EXCERPT –
10) NO SHARING: Any information obtained through the Services is intended only for use by the Subscriber’s authorized users. Subscriber may not reproduce, retransmit, distribute, disseminate, sell, publish, broadcast or circulate any of the Services or information obtained from Knowland to anyone without the express written consent of Knowland. If Subscriber has related properties that share ownership, management or sales teams, Knowland requires that each of those properties obtain their own subscription to the Services unless otherwise agreed in the Service Order.

11) WARRANTIES AND DISCLAIMER: Knowland warrants that it will provide the Services using commercially reasonable care and skill in accordance with the Service Order. KNOWLAND MAKES NO OTHER WARRANTIES, EXPRESS OR IMPLIED, WITH RESPECT TO THE SERVICES, INCLUDING, WITHOUT LIMITATION, WARRANTIES OF MERCHANTABILITY, FITNESS FOR A PARTICULAR PURPOSE OR USE, NONINFRINGEMENT, OR THE QUALITY OR UTILITY OF ANY INFORMATION AVAILABLE THROUGH THE SERVICES. EXCEPT FOR THE FOREGOING EXPRESS WARRANTY, THE SERVICES ARE PROVIDED “AS IS” AND “AS AVAILABLE” WITH ALL FAULTS, AND SUBSCRIBER UNDERSTANDS THAT SUBSCRIBER ASSUMES ALL RISKS OF THE USE, QUALITY, AND PERFORMANCE OF THE SERVICES.

12) LIMITATION OF LIABILITY: IN NO EVENT WILL EITHER PARTY BE LIABLE FOR ANY INDIRECT, SPECIAL OR CONSEQUENTIAL DAMAGES (INCLUDING LOST PROFITS) IN CONNECTION WITH THE USE OF THE SERVICES, EVEN IF A PARTY IS NOTIFIED OF THE POSSIBILITY OF SUCH DAMAGES. KNOWLAND’S ENTIRE LIABILITY FOR ANY CLAIM RELATED TO THIS AGREEMENT WILL NOT EXCEED THE AMOUNTS PAID BY SUBSCRIBER TO KNOWLAND FOR THE SERVICES GIVING RISE TO THE CLAIM DURING THE TWELVE (12) MONTH PERIOD BEFORE THE CLAIM AROSE. THIS LIMIT APPLIES COLLECTIVELY TO KNOWLAND AND ITS LICENSORS, SUBSIDIARIES, CONTRACTORS AND SUPPLIERS.

13) COMPLIANCE WITH LAWS: Subscriber agrees not to use any information obtained through the Services for any unlawful or unauthorized purpose. Subscriber agrees to indemnify Knowland for any claims, losses or damages resulting from Subscriber’s breach of this Section 13.

14) ASSIGNMENT: Subscriber may assign this Agreement upon Knowland’s written approval, which approval will not be unreasonably withheld or delayed. If the new owner or manager chooses not to assume this contract, then the original Subscriber will be liable for an early termination fee equal to the remaining amount due for the current term of the Agreement. If Subscriber undergoes a change of control, Subscriber will continue to be bound by the terms of this Agreement.

GIVEN DATA –
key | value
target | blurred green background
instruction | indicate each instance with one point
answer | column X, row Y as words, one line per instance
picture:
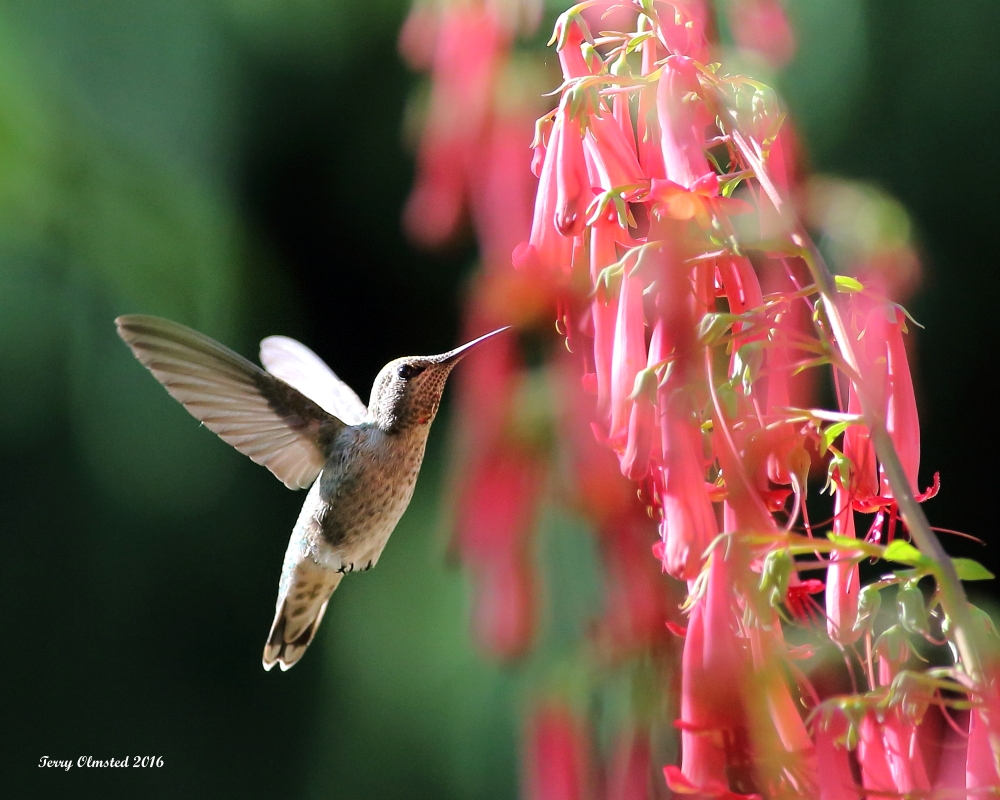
column 238, row 165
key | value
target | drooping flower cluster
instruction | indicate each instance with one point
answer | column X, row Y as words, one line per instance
column 667, row 230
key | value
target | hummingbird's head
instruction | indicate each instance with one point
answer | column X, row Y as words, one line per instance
column 407, row 392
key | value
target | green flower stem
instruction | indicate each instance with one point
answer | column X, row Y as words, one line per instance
column 954, row 603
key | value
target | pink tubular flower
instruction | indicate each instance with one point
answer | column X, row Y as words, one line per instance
column 882, row 359
column 610, row 154
column 683, row 118
column 466, row 57
column 842, row 581
column 563, row 196
column 683, row 32
column 642, row 441
column 604, row 312
column 628, row 355
column 688, row 525
column 494, row 517
column 558, row 767
column 713, row 676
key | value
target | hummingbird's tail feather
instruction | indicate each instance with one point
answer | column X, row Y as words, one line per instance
column 297, row 619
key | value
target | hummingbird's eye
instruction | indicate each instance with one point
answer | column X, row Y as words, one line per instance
column 407, row 371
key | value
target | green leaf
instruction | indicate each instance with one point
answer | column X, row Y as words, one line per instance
column 969, row 570
column 847, row 285
column 905, row 553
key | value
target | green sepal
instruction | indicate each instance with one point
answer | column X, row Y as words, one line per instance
column 848, row 285
column 775, row 575
column 903, row 552
column 869, row 603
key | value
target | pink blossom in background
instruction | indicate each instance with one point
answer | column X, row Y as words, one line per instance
column 557, row 755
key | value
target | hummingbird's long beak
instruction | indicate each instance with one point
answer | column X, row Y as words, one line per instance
column 454, row 356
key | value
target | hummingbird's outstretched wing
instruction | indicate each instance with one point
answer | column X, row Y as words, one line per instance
column 257, row 413
column 300, row 367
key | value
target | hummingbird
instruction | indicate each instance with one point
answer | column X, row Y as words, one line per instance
column 310, row 429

STATED EXERCISE 1 – In the Knowland subscription terms, explain when the original Subscriber would owe an early termination fee under the assignment clause.
STATED EXERCISE 2 – According to the Knowland subscription terms, what is the limit on Knowland's entire liability for a claim related to the Agreement?
STATED EXERCISE 3 – Write the next part of the Knowland subscription terms, starting after the assignment clause.

FINAL RESULT 1 – The original Subscriber owes the fee if the Agreement is assigned and the new owner or manager chooses not to assume the contract. The fee equals the remaining amount due for the current term of the Agreement.

FINAL RESULT 2 – It cannot exceed the amounts the Subscriber paid Knowland for the services giving rise to the claim during the twelve-month period before the claim arose.

FINAL RESULT 3 –
15) KNOWLAND ACCESS: Subscriber agrees that Knowland and its employees and agents will not be denied access to Subscriber’s premises for the purpose of recording reader board data.

16) PRIVACY AND CONFIDENTIALITY: Knowland will protect the privacy of Subscriber’s personal information as described in Knowland’s privacy statement at https://www.knowland.com/privacystatement. Subscriber must not provide any confidential information to Knowland except with Knowland’s written consent.

17) NOTICE: Notice may be given by Knowland through the Services including, without limitation, via email or posting for access under “Agreement” on the home page or by mail to the last address given by Subscriber to Knowland. Notice by a Subscriber will be given to Knowland by mail to The Knowland Group Inc. 18335 Coastal Hwy, Suite C, Lewes, DE 19958. Subject to Section 7 with respect to cancellation notices, all other notices will be deemed given when posted on the Services or sent to the recipient’s e-mail address or when received if sent by facsimile or mail.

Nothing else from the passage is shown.